RECORD EXCERPTS =>
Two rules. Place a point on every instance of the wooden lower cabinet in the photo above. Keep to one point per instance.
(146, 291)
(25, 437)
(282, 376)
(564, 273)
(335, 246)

THE PROBLEM =>
Reproduce the entries above verbatim, preserving every line, character, and mark of punctuation.

RIGHT ANSWER =>
Two rules. Place a point on every instance of the wooden lower cabinet in the photo above. Keep to one point per instance.
(146, 291)
(25, 437)
(282, 376)
(564, 273)
(335, 246)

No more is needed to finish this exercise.